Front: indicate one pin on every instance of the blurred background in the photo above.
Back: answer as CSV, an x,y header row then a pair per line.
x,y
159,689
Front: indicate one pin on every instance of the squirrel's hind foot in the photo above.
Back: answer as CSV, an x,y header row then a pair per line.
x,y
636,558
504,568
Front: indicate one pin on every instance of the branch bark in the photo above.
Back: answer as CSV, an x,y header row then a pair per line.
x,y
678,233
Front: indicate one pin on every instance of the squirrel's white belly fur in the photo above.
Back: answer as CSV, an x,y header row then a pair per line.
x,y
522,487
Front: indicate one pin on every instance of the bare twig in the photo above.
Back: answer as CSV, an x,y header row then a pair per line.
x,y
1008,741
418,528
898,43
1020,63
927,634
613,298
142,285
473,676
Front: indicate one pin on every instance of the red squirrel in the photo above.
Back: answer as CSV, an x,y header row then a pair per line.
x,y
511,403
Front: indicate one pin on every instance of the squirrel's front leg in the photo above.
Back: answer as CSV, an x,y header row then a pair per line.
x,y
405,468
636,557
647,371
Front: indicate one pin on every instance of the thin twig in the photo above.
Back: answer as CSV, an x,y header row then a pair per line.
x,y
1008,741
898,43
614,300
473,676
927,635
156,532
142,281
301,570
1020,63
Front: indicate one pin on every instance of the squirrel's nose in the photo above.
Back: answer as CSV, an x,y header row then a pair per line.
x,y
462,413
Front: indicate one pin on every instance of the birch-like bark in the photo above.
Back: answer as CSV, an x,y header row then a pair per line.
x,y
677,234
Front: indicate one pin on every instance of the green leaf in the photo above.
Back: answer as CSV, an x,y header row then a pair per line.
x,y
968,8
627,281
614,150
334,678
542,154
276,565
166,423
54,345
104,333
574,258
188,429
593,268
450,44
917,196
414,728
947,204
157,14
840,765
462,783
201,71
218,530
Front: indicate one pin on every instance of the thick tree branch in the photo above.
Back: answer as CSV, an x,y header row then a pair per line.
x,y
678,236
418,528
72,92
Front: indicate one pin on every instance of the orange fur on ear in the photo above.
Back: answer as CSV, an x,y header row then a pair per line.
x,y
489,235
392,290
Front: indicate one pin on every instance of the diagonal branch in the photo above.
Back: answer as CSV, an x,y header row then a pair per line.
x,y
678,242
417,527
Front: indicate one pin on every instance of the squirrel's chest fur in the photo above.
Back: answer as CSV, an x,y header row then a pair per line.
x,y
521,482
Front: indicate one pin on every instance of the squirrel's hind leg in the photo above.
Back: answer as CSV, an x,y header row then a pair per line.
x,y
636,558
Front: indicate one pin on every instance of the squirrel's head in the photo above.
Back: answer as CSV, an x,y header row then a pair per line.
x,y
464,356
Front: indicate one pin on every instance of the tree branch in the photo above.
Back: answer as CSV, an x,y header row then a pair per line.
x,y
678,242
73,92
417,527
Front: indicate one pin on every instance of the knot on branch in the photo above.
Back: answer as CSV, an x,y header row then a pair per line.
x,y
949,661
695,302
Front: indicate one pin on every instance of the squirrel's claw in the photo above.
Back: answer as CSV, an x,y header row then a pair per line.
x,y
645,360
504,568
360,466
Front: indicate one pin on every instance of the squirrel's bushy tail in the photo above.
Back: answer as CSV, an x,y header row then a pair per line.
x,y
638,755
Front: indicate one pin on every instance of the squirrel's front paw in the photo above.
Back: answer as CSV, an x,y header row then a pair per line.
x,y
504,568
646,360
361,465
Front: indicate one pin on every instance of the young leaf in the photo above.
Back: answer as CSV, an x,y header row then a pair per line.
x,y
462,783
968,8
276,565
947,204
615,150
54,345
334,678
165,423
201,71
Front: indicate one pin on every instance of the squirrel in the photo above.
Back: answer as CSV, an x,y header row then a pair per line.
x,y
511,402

WORK TO COMPLETE: Report every line in the data above in which the word "tree" appears.

OUTPUT:
Front: indicate one pin on every instance of the thick tree branch in the photo above.
Front: indicate one pin on every instance of the tree branch in the photo above.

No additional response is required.